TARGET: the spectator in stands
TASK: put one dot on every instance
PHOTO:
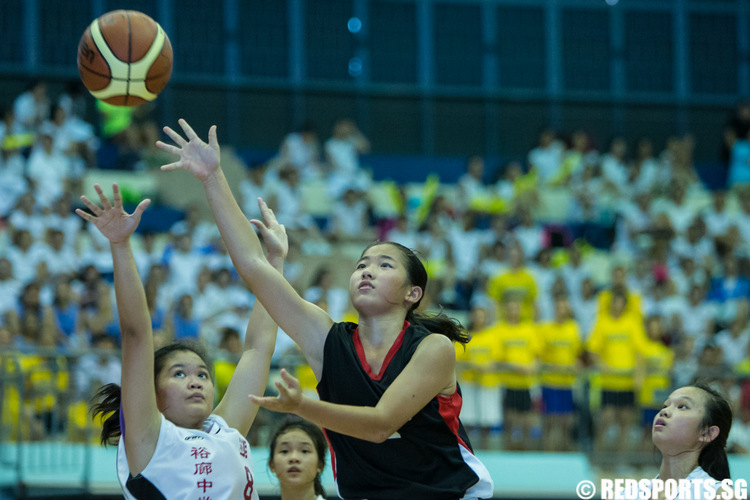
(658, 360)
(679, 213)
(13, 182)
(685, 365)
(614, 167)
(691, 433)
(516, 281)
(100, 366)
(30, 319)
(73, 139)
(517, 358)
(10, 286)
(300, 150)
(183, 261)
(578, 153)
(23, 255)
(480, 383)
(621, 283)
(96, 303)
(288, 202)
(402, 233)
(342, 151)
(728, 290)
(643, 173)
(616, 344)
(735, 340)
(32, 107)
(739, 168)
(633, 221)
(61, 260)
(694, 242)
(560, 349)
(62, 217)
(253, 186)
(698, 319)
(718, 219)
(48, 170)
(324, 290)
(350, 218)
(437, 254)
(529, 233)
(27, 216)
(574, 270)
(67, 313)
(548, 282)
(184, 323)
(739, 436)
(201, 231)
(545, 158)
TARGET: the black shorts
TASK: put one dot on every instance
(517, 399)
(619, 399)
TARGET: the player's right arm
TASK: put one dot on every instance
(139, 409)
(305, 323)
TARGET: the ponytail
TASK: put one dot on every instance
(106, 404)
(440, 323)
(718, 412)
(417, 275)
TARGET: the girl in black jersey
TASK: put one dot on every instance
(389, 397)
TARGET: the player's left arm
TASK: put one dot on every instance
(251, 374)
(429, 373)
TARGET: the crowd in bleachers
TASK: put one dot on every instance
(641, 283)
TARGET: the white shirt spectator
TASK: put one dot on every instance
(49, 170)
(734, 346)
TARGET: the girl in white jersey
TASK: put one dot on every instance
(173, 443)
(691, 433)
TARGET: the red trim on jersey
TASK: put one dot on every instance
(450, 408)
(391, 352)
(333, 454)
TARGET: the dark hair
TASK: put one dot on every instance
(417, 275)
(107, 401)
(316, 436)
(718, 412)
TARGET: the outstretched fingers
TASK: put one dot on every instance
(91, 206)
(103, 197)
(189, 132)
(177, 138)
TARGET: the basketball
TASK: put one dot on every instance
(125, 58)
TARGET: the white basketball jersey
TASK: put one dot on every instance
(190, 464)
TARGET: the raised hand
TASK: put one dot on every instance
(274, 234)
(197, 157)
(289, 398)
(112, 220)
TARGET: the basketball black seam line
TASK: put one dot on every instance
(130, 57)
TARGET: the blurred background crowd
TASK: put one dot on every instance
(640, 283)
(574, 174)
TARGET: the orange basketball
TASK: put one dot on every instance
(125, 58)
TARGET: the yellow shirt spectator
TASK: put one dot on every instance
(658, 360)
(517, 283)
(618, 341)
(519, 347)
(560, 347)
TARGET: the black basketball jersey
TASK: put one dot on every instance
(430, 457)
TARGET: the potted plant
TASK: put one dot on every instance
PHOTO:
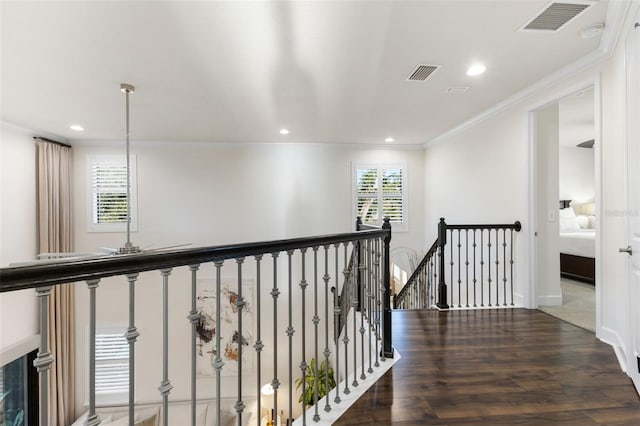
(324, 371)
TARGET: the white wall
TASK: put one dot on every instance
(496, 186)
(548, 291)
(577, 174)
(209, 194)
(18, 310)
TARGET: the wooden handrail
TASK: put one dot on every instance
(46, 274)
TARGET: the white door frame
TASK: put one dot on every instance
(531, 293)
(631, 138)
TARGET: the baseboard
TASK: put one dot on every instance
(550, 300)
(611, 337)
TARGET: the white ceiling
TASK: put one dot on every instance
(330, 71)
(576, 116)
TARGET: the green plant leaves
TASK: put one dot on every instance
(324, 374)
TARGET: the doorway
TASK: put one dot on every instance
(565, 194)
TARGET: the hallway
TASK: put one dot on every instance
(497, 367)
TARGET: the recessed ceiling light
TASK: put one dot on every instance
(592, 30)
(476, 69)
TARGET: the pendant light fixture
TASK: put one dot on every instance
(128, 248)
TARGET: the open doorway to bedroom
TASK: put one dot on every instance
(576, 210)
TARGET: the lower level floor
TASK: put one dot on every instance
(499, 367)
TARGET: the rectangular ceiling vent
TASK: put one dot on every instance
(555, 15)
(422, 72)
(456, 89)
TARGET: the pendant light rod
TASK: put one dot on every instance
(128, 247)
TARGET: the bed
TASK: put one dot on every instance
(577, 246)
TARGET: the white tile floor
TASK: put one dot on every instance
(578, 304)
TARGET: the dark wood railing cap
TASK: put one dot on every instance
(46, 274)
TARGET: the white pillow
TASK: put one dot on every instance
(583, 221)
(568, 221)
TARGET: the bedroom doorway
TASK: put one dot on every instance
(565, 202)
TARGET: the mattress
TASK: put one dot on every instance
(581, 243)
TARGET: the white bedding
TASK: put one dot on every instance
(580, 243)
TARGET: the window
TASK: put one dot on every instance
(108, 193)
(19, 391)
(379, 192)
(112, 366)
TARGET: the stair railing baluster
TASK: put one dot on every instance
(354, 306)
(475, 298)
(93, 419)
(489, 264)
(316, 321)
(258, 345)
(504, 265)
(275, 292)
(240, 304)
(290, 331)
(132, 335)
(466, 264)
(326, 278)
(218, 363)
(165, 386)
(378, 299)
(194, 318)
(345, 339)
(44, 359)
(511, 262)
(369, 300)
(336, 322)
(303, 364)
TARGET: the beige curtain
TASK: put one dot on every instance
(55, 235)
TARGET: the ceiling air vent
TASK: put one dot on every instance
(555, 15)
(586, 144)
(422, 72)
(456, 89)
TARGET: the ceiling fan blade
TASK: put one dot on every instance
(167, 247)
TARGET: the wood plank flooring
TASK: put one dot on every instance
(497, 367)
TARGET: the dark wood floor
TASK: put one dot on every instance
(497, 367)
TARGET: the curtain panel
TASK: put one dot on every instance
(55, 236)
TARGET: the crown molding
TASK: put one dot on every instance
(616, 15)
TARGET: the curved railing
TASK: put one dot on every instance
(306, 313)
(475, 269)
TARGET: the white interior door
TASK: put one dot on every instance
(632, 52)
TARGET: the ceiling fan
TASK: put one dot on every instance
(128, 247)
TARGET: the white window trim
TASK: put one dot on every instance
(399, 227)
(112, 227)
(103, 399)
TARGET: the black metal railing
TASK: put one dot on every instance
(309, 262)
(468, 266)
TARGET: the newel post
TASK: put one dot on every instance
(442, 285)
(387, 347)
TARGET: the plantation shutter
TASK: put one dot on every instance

* _EXERCISE PROMPT_:
Scan the material above for the string "basketball", returning each line that contains it.

* _ANSWER BOX_:
TARGET: the basketball
TARGET: the white basketball jersey
TARGET: the basketball black seam line
TARGET: the orange basketball
TARGET: the black basketball jersey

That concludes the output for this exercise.